**What is expected:**
All of the entries are to be written out again verbatim.

#### Input for this task ####

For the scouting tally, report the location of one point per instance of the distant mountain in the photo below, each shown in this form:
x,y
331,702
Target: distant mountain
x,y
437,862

####

**Exercise answer:**
For the scouting tally, report the location of one point per instance of the distant mountain in the photo below, each shown in this form:
x,y
331,702
Target: distant mountain
x,y
437,862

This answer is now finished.